Same goes for Google. Searching "things to do in London this weekend" returns SEO mulch from sites that haven't physically been to a venue in years.

What actually works

A small, opinionated stack beats a big generic one. Mine in 2026:

  • Two or three newsletters that have stayed sharp. Caught By The River, Time Out's Friday email (still useful, despite everything), and a couple of niche ones for whatever I'm into that month.
  • One event aggregator that's honest about its sources. Rifio is what I use — partly because I write for them, mostly because the London this-week page is the only feed I've found that doesn't double-count the same Eventbrite four times.
  • One or two venues you trust to programme well. Soho Theatre, Bush Theatre, Cafe OTO, Rich Mix. If they've put their name on it, it's usually worth a look.
  • One person whose taste you trust. Honestly the most underrated discovery method. One friend with good taste beats any algorithm.

The newsletters worth subscribing to

The London newsletter scene has thinned out a bit since 2024 but the survivors are sharper. Caught By The River for outdoorsy, music-adjacent, slightly literary picks. The Londonist daily for solid mainstream coverage. Sifted's London edition if you're tech. Snackbar for food. The Skinny for fringe theatre and comedy. Two or three is the right number — six is too many and you stop reading them properly.

Use venue mailing lists, not generic alerts

The single most useful change I made was unsubscribing from every "events in London" alert and signing up to mailing lists for ten specific venues I actually like. Soho Theatre, Roundhouse, Cafe OTO, Hackney Empire, Bush Theatre, fabric, Phonox, XOYO, the Southbank Centre, the Wigmore Hall. Their emails go straight to a folder, I read them on Sunday morning, I book things. That's the loop.

This is the bit that requires patience — venues you trust will programme things you wouldn't have searched for, and that's the entire point. The generic alerts only show you what you already know to want.

Eventbrite, properly

Eventbrite is unusable for browsing in 2026. The front page is paid placement and webinar slop, the search ranks events by "engagement" which means clickbait wins. But it's still useful if you use it correctly: follow the specific organisers you trust, ignore everything else. Most decent independent events still list there, you just have to come in via a direct link, not the discovery feed.

The free filter is worth knowing about — search any keyword, click free, sort by date, and you'll get a much cleaner list. Try "free tech meetups in London" for that pattern done properly.

Filter your week, not your year

Trying to plan a whole month of events in advance is mental. You'll cancel half of them. The thing that actually works is a Sunday-evening 20-minute scan of the week ahead, pick three things, lock them in. Anything more than three a week and you become the person who's "always at things," which is its own kind of exhausting and means you're not enjoying any of them properly.

The single best filter: who's programming it

Once you've been to enough London events you start to recognise the curators behind them. Burley Fisher Books, Daunt Books Holland Park, Newspeak House, The Cob Gallery, Iklectik — these are venues where the booker has actual taste and the events reflect that. Following the curator beats following the venue, beats following the genre, beats following the algorithm.

## Material shown
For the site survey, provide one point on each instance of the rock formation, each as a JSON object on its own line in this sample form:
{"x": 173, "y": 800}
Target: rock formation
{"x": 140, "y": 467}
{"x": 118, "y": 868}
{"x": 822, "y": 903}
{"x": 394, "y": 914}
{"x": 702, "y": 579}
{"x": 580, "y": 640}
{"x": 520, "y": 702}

## Requirement
Can you write the next part of the guide to finding London events, starting right after its final sentence? The lines play no part here.

## Answer below
Don't sleep on word of mouth

A weirdly underused tactic: ask your three smartest friends what they're going to this month. Not what they've been to — what they're going to. The things they're excited about will be better than anything you'll find by searching. London is genuinely a city where the good stuff still spreads by word of mouth, partly because the algorithmic discovery is so bad now.

A working weekly routine

Here's what I actually do, if it's useful:

  1. Sunday 8pm — 20 mins on the London this-week feed, pick 2-3 things.
  2. Monday — book them. Most decent things sell out by Wednesday.
  3. Wednesday — scan the venue mailing-list folder, look 2-3 weeks out.
  4. Thursday — text one friend, see what they're going to.
  5. Skip everything else.

That's it. The whole game in London is filtering aggressively, trusting a small number of sources, and accepting that you'll definately miss things. You'll miss things either way — the question is whether you actually enjoy the ones you go to.

FAQ

What's the best way to find events in London?
A mix of two or three good newsletters, one event aggregator, and one venue you trust. Anything more is noise.
Is Eventbrite still worth using?
For specific venue follows, yes. For browsing, no — the front page is mostly paid promo and webinar slop.
How far in advance should I book?
For Soho Theatre and small Hackney venues, two weeks. For Royal Albert Hall and the Roundhouse, three months minimum.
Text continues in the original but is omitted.